Each entry below is to be transcribed exactly.

►

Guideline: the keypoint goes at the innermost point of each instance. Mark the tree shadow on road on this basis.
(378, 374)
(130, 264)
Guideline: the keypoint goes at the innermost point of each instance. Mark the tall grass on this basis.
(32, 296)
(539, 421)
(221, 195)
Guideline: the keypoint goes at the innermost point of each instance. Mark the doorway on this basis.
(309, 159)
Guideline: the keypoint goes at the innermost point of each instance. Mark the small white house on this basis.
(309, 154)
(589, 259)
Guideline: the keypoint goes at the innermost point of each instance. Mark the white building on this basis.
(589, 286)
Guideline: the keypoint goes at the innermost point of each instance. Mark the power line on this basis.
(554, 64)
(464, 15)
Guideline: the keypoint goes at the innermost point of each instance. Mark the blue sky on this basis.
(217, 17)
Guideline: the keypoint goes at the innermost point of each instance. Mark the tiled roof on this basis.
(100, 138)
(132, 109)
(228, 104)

◄

## TASK SOLUTION
Guideline: the keypoint goes at the innermost point of each instance. Mark the tree shadow on road on this basis.
(378, 374)
(130, 264)
Guideline: the keypoint goes at the innermost point of each instance. Mark the tall grass on this basis.
(32, 296)
(539, 421)
(221, 195)
Guideline: the keypoint goes at the innermost point of each instance. Mark the doorway on this basis.
(309, 159)
Guideline: the keypoint goes at the innermost point of each instance. Mark the small white house on this basis.
(309, 154)
(589, 259)
Guideline: the keypoint goes at the innermost point of each instance. Mark the white building on this basis.
(589, 286)
Guideline: the keypoint goes at the innermost point of each instance. Mark the power line on this basis.
(554, 64)
(464, 15)
Guideline: the keypoint goes at the innermost point of each instance. Mark the blue sky on this basis.
(217, 17)
Guideline: the keypoint goes at the innermost point of each instance. Mark the tiled roof on this basis.
(100, 138)
(132, 109)
(228, 104)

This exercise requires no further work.